--- Passage ---
## START
Choose the Right DLLs

The number one reason why people don’t trust installs is because they expect the installation to change a system DLL and break other applications. This is the situation usually referred to as “DLL Hell”. We’ll talk about Windows File Protection later, but the good news is that Microsoft packages many of the redistributable DLLs into installation setups, so it’s relatively rare to have to pick and choose the individual DLLs to ship. Some of the common packages are listed in Table 1.

When you run these packages, they install the appropriate DLLs to support the application. If you search the Microsoft web site for these package names, you’ll find details about the DLLs that they install. The file Redist.txt in the Platform SDK also has a list of packages that must be used to install support for features like the Common Controls and Component Categories. On the other hand, the file Redist.txt that comes with Visual Studio 6.0 can get you into a lot of trouble if you’re not careful. For example, it lists RPCRT4.DLL as “Redistributable Code - Standard”, and when you run your favorite dependency walker, and it says RPCRT4.DLL is a dependency, you can be forgiven for thinking you need to install it on your client’s systems. However, this DLL has been a standard part of the operating system since almost the very beginning of Windows 9x, and installing it on a client system will probably break it. My guess is that these lists of redistributable files date from the time that Windows 95 was first released, with none of the functionality that was added later (such as COM). Incidentally, if your application has to run on very early versions of Windows 95, DCOM95.EXE is the package that installs RPCRT4.DLL and other COM DLLs.
## END
--- Given information ---
## START
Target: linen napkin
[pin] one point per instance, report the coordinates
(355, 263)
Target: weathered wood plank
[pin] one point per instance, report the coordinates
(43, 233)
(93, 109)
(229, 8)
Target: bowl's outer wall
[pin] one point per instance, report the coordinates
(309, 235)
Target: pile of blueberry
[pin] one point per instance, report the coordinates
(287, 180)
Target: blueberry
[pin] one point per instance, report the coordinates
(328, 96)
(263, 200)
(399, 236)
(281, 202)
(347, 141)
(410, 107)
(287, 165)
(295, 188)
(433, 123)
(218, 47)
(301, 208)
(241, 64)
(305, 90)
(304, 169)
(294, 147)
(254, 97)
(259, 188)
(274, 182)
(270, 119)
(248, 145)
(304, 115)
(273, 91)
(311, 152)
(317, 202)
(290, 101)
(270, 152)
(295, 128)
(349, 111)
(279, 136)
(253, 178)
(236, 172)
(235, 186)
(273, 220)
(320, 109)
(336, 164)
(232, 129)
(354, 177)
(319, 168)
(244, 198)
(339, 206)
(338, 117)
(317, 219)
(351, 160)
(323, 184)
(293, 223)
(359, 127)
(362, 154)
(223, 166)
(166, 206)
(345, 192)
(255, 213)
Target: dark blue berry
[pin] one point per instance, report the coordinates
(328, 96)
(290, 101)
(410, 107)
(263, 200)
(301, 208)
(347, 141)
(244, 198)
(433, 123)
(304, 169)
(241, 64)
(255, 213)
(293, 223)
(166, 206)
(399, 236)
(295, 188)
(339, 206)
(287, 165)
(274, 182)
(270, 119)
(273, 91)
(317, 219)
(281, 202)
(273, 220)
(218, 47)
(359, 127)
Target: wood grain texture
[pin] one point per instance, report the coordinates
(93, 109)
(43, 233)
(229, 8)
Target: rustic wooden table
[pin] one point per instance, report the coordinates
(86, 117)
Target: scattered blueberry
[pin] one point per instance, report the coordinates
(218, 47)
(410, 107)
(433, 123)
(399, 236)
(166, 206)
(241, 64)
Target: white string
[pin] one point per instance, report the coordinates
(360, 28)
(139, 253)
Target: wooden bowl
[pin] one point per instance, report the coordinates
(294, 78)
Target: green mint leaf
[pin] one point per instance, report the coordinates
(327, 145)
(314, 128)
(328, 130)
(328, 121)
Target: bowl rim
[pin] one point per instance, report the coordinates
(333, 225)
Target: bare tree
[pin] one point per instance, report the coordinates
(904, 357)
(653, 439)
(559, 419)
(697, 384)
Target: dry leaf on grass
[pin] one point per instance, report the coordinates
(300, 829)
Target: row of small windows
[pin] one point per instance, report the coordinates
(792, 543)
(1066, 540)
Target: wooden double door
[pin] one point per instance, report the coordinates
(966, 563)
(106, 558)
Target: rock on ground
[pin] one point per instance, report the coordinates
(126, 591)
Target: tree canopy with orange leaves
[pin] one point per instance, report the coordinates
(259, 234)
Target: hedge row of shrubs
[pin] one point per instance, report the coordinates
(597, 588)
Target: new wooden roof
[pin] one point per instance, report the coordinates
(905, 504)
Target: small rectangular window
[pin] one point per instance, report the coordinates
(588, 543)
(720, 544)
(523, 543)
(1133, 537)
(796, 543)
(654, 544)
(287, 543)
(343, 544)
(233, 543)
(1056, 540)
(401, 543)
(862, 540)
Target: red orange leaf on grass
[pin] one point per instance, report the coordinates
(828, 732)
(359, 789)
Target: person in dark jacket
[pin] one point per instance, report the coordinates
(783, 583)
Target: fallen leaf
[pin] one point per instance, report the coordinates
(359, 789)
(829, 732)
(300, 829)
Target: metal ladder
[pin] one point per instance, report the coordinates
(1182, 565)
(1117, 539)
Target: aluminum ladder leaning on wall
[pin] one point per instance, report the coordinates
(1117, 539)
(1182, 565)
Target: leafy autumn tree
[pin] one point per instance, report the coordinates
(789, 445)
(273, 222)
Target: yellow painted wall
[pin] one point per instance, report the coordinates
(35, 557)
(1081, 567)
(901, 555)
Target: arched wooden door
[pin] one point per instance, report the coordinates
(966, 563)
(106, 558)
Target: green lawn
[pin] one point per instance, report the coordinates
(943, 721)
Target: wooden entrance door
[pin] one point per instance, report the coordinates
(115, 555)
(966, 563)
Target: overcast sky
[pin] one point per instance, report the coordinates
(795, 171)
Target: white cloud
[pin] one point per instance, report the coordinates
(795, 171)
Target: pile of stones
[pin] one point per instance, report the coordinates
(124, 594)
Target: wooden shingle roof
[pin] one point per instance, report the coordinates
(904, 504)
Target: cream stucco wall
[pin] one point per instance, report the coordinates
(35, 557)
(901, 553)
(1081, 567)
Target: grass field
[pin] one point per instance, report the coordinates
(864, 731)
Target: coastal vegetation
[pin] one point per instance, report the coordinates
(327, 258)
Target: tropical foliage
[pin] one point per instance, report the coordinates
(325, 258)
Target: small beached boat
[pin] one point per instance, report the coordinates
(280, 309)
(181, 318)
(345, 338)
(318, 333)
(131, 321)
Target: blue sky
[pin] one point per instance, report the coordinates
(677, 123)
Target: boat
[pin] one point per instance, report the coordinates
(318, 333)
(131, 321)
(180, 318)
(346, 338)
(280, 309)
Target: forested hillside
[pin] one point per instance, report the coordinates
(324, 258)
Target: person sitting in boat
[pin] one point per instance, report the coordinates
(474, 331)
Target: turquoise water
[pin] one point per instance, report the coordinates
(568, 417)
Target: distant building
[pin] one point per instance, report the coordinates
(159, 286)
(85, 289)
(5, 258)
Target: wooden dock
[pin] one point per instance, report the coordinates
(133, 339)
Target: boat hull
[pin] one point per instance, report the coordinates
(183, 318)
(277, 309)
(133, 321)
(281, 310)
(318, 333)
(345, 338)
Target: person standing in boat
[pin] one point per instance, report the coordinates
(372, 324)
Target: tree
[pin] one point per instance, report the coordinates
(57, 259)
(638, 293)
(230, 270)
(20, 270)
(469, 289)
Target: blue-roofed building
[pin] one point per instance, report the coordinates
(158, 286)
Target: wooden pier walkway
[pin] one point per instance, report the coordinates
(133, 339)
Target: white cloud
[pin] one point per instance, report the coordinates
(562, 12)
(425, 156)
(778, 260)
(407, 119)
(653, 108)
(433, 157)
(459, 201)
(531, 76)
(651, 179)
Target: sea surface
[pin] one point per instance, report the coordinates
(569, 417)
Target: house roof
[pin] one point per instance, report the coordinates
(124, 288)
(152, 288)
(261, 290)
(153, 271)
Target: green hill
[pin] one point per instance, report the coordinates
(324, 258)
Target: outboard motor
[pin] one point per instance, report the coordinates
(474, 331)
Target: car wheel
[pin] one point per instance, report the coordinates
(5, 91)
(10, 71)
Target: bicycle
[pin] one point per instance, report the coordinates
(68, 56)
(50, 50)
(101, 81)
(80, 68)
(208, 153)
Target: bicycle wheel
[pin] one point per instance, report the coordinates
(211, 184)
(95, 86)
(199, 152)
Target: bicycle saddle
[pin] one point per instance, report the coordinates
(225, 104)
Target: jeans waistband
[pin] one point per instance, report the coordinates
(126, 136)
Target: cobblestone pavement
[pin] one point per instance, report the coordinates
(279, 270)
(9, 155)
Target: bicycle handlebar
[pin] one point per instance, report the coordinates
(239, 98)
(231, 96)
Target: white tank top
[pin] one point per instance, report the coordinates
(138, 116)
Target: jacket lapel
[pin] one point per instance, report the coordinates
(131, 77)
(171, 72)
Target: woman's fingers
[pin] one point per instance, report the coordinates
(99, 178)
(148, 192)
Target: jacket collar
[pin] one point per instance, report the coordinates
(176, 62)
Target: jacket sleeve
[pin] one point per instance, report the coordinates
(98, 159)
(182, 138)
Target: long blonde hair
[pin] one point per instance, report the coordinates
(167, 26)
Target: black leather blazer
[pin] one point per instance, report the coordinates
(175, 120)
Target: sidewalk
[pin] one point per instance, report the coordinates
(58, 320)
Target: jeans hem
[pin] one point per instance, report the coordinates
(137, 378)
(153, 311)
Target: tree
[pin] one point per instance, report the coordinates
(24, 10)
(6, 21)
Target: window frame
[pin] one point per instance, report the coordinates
## END
--- Complete the following ---
1/ Swap "DLL Hell" for "dependency chaos" in the passage on choosing DLLs, and write it out again starting at the words "The number one" and stopping after "in Table 1.".
2/ Extend the passage on choosing the right DLLs by writing what comes after its last sentence.

--- Expected results ---
1/
The number one reason why people don’t trust installs is because they expect the installation to change a system DLL and break other applications. This is the situation usually referred to as “dependency chaos”. We’ll talk about Windows File Protection later, but the good news is that Microsoft packages many of the redistributable DLLs into installation setups, so it’s relatively rare to have to pick and choose the individual DLLs to ship. Some of the common packages are listed in Table 1.

2/
You also have to be wary of the DLL that supports code written using Visual C++ ATL. ATL.DLL has an ANSI version for 9x and a Unicode version for NT, both with the same name.

Newer Windows operating systems have Windows File Protection. This is designed to prevent installation programs from replacing the approximately 2700 (on Windows 2000) critical system DLLs, OCXs, and drivers that keep the system reliable. Occasionally, there are attempts by people to circumvent this protection, typically because their application doesn’t work with the version that Windows insists on keeping on the system. If they could only get the “right” version on the system, their application would work. The harsh reality is that the application is broken if it doesn’t work with the system DLLs on a system with File Protection.

You can get a list of the protected files by compiling and running the program in Example 1. You’ll need to link to SFC.LIB in your project settings. I should also mention that Microsoft implemented a scheme called “side-by-side” components that is intended to reduce the conflicts that occur when many applications use the same DLLs. Also, keep in mind that redistributable files are very different with .Net applications. We’ll discuss this later.

Keep Up with New Redistributables

Once an application installs properly and works correctly, it’s just the beginning. Microsoft will ship service packs to the operating system and supply new redistributables from Visual Studio service packs. New versions of MDAC, Internet Explorer, SQL Server, and other products will be installed on client systems and update the DLLs. Even though you might not need to install any new redistributables for your application, you still have to test that your application still works with them. You can’t stop other products and other installations putting new versions of Microsoft software on the system, so you have to make sure your application works with them.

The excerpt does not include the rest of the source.